## START
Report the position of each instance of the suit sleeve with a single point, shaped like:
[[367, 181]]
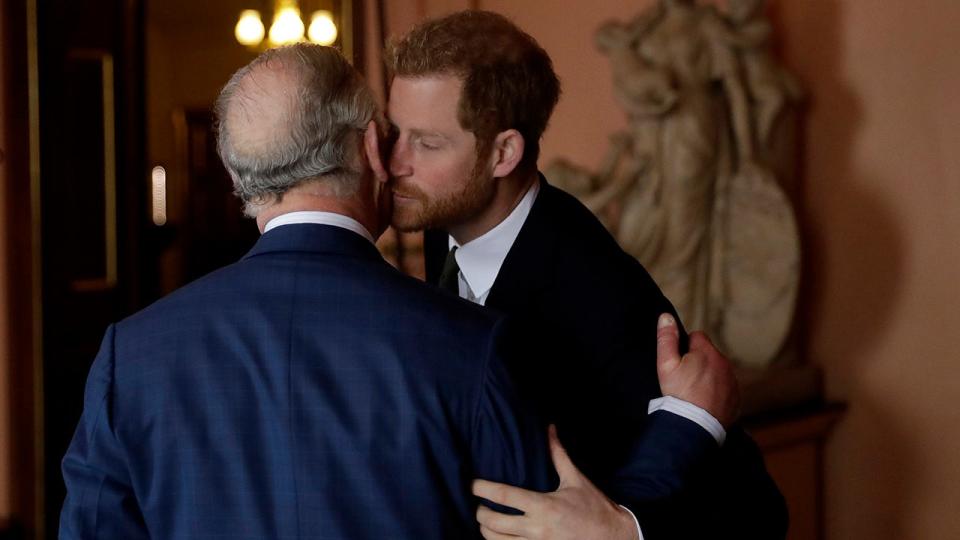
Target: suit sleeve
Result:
[[509, 440], [100, 500], [673, 476]]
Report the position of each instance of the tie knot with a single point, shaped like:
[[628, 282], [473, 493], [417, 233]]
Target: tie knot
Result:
[[449, 277]]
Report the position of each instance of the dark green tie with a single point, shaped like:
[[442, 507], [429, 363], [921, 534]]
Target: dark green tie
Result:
[[449, 277]]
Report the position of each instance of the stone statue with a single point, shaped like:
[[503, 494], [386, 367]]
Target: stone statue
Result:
[[688, 188]]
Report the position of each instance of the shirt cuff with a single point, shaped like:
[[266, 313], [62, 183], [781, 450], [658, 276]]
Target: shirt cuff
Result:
[[691, 412], [639, 532]]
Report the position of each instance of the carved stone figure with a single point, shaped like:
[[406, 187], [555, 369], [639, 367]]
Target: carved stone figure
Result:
[[687, 188]]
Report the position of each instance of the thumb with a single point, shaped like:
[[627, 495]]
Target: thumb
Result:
[[668, 345], [566, 470]]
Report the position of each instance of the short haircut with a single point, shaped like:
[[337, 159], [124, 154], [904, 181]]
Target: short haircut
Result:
[[508, 79], [307, 123]]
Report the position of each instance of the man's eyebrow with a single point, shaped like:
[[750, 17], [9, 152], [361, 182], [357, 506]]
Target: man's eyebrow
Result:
[[417, 132], [428, 133]]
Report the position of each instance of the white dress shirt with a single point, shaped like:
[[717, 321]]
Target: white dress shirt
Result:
[[319, 218], [480, 261]]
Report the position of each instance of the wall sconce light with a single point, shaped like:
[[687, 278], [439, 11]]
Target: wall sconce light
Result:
[[287, 26]]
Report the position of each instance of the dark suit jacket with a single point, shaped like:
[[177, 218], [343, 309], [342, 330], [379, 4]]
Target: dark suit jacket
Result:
[[307, 391], [590, 311]]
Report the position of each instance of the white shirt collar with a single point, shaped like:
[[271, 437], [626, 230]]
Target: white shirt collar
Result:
[[481, 258], [320, 218]]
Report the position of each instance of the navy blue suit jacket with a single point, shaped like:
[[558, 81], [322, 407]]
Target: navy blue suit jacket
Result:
[[308, 391]]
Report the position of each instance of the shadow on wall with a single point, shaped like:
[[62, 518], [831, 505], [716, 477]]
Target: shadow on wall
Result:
[[853, 259]]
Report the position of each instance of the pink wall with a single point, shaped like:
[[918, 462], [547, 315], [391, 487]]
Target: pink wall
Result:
[[880, 215], [881, 211]]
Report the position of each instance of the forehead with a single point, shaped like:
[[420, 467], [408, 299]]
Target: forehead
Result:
[[430, 100]]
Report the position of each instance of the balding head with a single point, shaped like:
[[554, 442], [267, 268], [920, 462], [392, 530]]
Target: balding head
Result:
[[293, 115]]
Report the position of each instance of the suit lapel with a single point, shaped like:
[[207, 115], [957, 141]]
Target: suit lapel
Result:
[[527, 268]]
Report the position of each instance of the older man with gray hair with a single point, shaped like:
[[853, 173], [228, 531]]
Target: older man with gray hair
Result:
[[308, 390]]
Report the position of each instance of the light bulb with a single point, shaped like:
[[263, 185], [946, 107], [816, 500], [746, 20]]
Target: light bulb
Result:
[[249, 29], [322, 30], [287, 26]]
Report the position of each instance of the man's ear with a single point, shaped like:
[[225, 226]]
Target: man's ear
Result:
[[508, 147], [371, 145]]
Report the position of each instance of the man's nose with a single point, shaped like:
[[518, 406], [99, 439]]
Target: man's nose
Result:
[[399, 160]]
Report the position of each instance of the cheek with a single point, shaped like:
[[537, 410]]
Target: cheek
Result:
[[439, 178]]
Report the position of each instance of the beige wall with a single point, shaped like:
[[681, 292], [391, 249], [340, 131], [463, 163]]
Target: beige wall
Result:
[[880, 215]]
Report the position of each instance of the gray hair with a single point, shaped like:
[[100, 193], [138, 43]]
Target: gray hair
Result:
[[315, 129]]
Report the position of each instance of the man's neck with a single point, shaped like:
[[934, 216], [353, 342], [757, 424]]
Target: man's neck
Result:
[[297, 201], [510, 190]]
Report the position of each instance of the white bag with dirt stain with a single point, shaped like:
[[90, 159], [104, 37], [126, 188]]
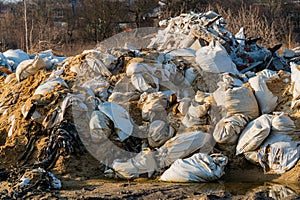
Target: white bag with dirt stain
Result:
[[214, 58], [30, 67], [183, 145], [198, 168], [279, 153], [228, 129], [138, 67], [241, 100], [145, 82], [142, 163], [49, 85], [99, 125], [159, 133], [15, 56], [295, 83], [254, 134], [266, 100], [154, 106], [281, 149], [120, 117]]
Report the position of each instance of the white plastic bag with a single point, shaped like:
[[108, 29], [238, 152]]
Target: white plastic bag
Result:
[[281, 122], [266, 100], [138, 67], [142, 163], [120, 117], [49, 85], [159, 133], [145, 82], [241, 100], [198, 168], [228, 129], [295, 82], [15, 57], [214, 58], [254, 134], [153, 106], [29, 67], [99, 125], [279, 153], [183, 145]]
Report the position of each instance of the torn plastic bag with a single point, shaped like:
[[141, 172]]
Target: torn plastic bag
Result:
[[125, 97], [99, 87], [49, 85], [240, 37], [228, 129], [254, 134], [266, 100], [159, 133], [196, 113], [186, 53], [75, 102], [154, 106], [214, 58], [295, 85], [281, 122], [15, 57], [106, 58], [198, 110], [231, 80], [99, 126], [138, 67], [91, 63], [279, 153], [56, 116], [142, 163], [184, 105], [120, 117], [198, 168], [183, 145], [241, 100], [267, 73], [145, 82], [124, 85], [191, 74], [29, 67]]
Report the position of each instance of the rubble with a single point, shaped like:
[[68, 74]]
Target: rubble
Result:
[[196, 90]]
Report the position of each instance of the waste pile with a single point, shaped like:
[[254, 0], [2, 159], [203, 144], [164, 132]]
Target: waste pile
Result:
[[181, 110]]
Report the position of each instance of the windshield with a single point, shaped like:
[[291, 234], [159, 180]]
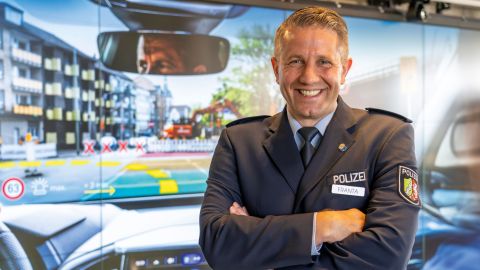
## END
WORK TO COMPLETE:
Rewrite all of the items above, replacing "with a single point" with "with one point" wherever it appears and leaving everything else the same. Omit the pictures from your answer.

SOLUTION TO THIS TASK:
Report the position of each instance of the suit sleeve with one point, shaped like:
[[367, 181]]
Target: suit sleeve
Result:
[[509, 440], [100, 500], [673, 476]]
Report the position of each instance of the tie knot with one point, shaped like:
[[628, 282], [473, 493], [417, 233]]
Target: tie knot
Result:
[[449, 277]]
Report the position of each instance of the dark green tie with one point, shaped like:
[[442, 507], [429, 363], [921, 534]]
Target: dark green tie
Result:
[[449, 277]]
Report the position of each instance of the stone statue with one point, shaped like:
[[503, 494], [386, 367]]
Target: stone statue
Result:
[[688, 188]]
Report the position of each instance of the shirt cuff with one point, shaped like:
[[266, 313], [62, 183], [781, 450], [658, 276]]
Target: shirt cuff
Result:
[[691, 412], [639, 532]]
Report the position of each instance of the carved stone figure with one point, shaped like:
[[406, 187], [555, 369], [639, 367]]
Target: carved stone figure
Result:
[[687, 188]]
Report the position of each instance of the thumb with one point, shaped like:
[[627, 495]]
Target: thumb
Result:
[[668, 345], [566, 470]]
Report the position of each instance of the short haircut with one point, shaped like:
[[337, 159], [124, 154], [904, 181]]
Target: short haircut
Result:
[[508, 79], [307, 123]]
Report the position of each instance of the man's eyebrow with one point, shaped like:
[[750, 17], [9, 152], [361, 182], [357, 506]]
Target: man's eyebrow
Result:
[[417, 132], [428, 133]]
Report the position of each instance of the white dress shirt with one point, shaped like:
[[717, 321]]
Target: white dress shirt
Result:
[[319, 218], [480, 261]]
Report the position of each instance of the wall sconce light with one point, shaped like:
[[687, 278], [439, 11]]
Target: wall sconce light
Result:
[[287, 26]]
Report the position of each instance of the dark suit jacket with one point, shaped like:
[[177, 218], [343, 309], [342, 330], [379, 4]]
Target: dark suit jacket
Result:
[[307, 391], [590, 311]]
Report the position of each instance of the white shirt collar with one point, shaped like:
[[271, 437], [626, 230]]
Target: white shirt collar
Result:
[[481, 258], [320, 218]]
Report the position of each instance of the navy blue suit jacket with one point, shaped like:
[[558, 81], [322, 407]]
Target: navy blue suit jacket
Result:
[[308, 391]]
Report the position of each instance of the shadow on wall with one point, shaped like:
[[62, 518], [831, 505], [716, 477]]
Target: shadow on wall
Result:
[[853, 259]]
Report the position of each instance of the pink wall with one point, shaped like:
[[918, 462], [547, 315], [391, 487]]
Target: pink wall
Result:
[[880, 215], [881, 211]]
Report the position of each instance of the forehead with one point, shaped like:
[[420, 467], [408, 299]]
Target: forehead
Result:
[[430, 100]]
Report the position of each instance of the balding head with one point, shaped like:
[[554, 442], [267, 268], [920, 462], [392, 530]]
Target: balding head
Result:
[[293, 115]]
Report the position of each instance of the suit lapel with one point, shaped like:
[[207, 115], [957, 141]]
Target: suit lapel
Result:
[[527, 268]]
Report the position of each instance of the older man with gray hair with one point, shaped like:
[[853, 173], [228, 531]]
Target: older man with gray hair
Result:
[[308, 390]]
Report the position of each instance of the light bulb with one point, shaped like:
[[263, 185], [946, 107], [816, 500], [746, 20]]
Target: light bulb
Result:
[[249, 29], [322, 30], [287, 26]]
Report the position of each instance of the man's ear with one point, shaped like:
[[225, 226]]
Target: man's ear
Result:
[[508, 147], [371, 145]]
Report the position of each instance of the man's nose with one point, shaped like:
[[518, 406], [99, 439]]
Target: man's nose
Result:
[[399, 160]]
Report the position of each instance of the cheek with one point, shaped like:
[[537, 410]]
Target: cheek
Result:
[[439, 178]]
Report the position of each instance of the beige wall with one point, shaped like:
[[681, 292], [391, 249], [340, 131], [463, 163]]
Target: beige wall
Result:
[[880, 215]]
Report the position of each instance of the gray hair with one point, shaped like:
[[100, 193], [138, 43]]
Target: gray hair
Result:
[[315, 129]]
Report the position of each instance of the man's neck with one point, shaped like:
[[934, 216], [353, 342], [757, 424]]
Target: man's neck
Result:
[[297, 201], [510, 190]]
Report the position of each instance of the white bag with dirt stain with one point, shaped like:
[[90, 159], [104, 37], [126, 188]]
Target: white bag with dirt stain
Result:
[[214, 58], [30, 67], [183, 145], [198, 168], [279, 153], [228, 129], [138, 67], [241, 100], [145, 82], [142, 163], [49, 85], [99, 125], [159, 133], [15, 56], [295, 83], [254, 134], [266, 100], [154, 106], [281, 149], [120, 117]]
Report the position of each instance of the white plastic bag with one point, shaped like:
[[108, 29], [238, 152]]
Target: white plastic bag
Result:
[[281, 122], [266, 100], [138, 67], [142, 163], [120, 117], [49, 85], [159, 133], [145, 82], [241, 100], [198, 168], [228, 129], [295, 82], [15, 57], [214, 58], [254, 134], [153, 106], [29, 67], [99, 125], [279, 153], [183, 145]]
Report the position of each instance of the torn plastic bag with one point, shaped like:
[[141, 172]]
Target: torn plastic bag
Result:
[[125, 97], [99, 87], [49, 85], [240, 37], [228, 129], [254, 134], [266, 100], [159, 133], [196, 113], [186, 53], [75, 102], [154, 106], [214, 58], [295, 85], [281, 122], [15, 57], [106, 58], [198, 110], [231, 80], [99, 126], [138, 67], [91, 63], [279, 153], [56, 116], [142, 163], [184, 105], [120, 117], [198, 168], [183, 145], [241, 100], [267, 73], [145, 82], [124, 85], [191, 74], [29, 67]]
Report the position of each instance of the rubble with one point, shaped like:
[[68, 74]]
Target: rubble
Result:
[[196, 90]]
Report the position of each instance of the waste pile with one point, shaped like:
[[254, 0], [2, 159], [203, 144], [164, 132]]
Target: waste pile
Result:
[[181, 110]]
Report the position of each instance of the windshield with one point, shaped like:
[[291, 234], [159, 180]]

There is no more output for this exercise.